» **Task prompt**: Recast all the entries below as a two-column CSV with columns named text and answer. Give one row for each line of text together with the point lines that follow it, quote each field, and replace line breaks with spaces, leaving the pictures out.

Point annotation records
——————————

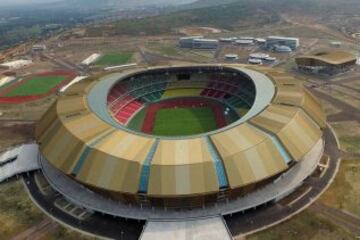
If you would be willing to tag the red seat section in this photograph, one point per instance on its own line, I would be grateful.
(122, 107)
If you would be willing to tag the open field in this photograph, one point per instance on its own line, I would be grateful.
(36, 86)
(114, 59)
(344, 193)
(184, 121)
(306, 225)
(17, 212)
(349, 135)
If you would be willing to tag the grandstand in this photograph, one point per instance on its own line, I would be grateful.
(129, 96)
(274, 124)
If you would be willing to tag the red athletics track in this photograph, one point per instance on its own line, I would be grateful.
(21, 99)
(150, 115)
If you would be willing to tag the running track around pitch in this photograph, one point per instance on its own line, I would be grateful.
(150, 115)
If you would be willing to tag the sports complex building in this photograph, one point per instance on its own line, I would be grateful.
(180, 142)
(326, 62)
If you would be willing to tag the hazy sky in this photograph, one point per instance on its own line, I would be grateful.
(16, 2)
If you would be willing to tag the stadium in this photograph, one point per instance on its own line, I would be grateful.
(181, 137)
(328, 62)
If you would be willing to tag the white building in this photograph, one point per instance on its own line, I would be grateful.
(232, 57)
(273, 41)
(91, 59)
(16, 64)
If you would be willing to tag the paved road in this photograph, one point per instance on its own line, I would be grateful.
(103, 225)
(339, 217)
(36, 232)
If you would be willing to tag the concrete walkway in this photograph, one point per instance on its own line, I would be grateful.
(18, 160)
(201, 229)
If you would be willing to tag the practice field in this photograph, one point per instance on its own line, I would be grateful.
(114, 59)
(184, 121)
(37, 85)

——————————

» **Solution below**:
text,answer
"If you would be willing to tag the red seat section in this photograph, one point per instance on its own line, I would be grateful.","(122, 107)"
"If you would be willing to tag the open field in this photograph, one point per instance on its own line, I would be grateful.","(36, 86) (114, 59) (344, 193) (184, 121) (306, 225) (17, 212) (349, 135)"
"If you would be willing to tag the grandstand in this photograph, one point per instance on its own line, I would be grateful.","(129, 96) (274, 124)"
"If you would be willing to tag the red athletics track in this photograph, one point per instance on its own line, I would be grateful.","(21, 99) (150, 115)"
"If you would be willing to tag the running track around pitch in this photograph, one point per instance on its own line, I would be grateful.","(150, 115)"
"If you would be willing to tag the sports complex building in this photograph, one point per instance on its own line, I would be grateful.","(180, 142) (326, 62)"
"If you would be willing to tag the hazy sky in this photograph, one point per instance on its own line, I would be grateful.","(16, 2)"
"If you would be willing to tag the stadium in this photograph, one point per instance on its own line, I would be grateful.","(181, 137) (328, 62)"
"If you would be willing to tag the white building in this photograph, one point per instance on its own line, I would be grateful.","(232, 57) (273, 41) (91, 59) (16, 64)"
"If you would be willing to tag the paved road in this photograph, one point per instance on its own line, I would be grateful.","(103, 225) (339, 217) (36, 232)"
"If you would be willing to tag the concrete walkway in this photograph, one point per instance on its own line, I would be grateful.","(18, 160) (201, 229)"
"If you would be willing to tag the practice field in this photograph, one point per instance on its own line, I would be grateful.","(114, 59) (184, 121) (37, 85)"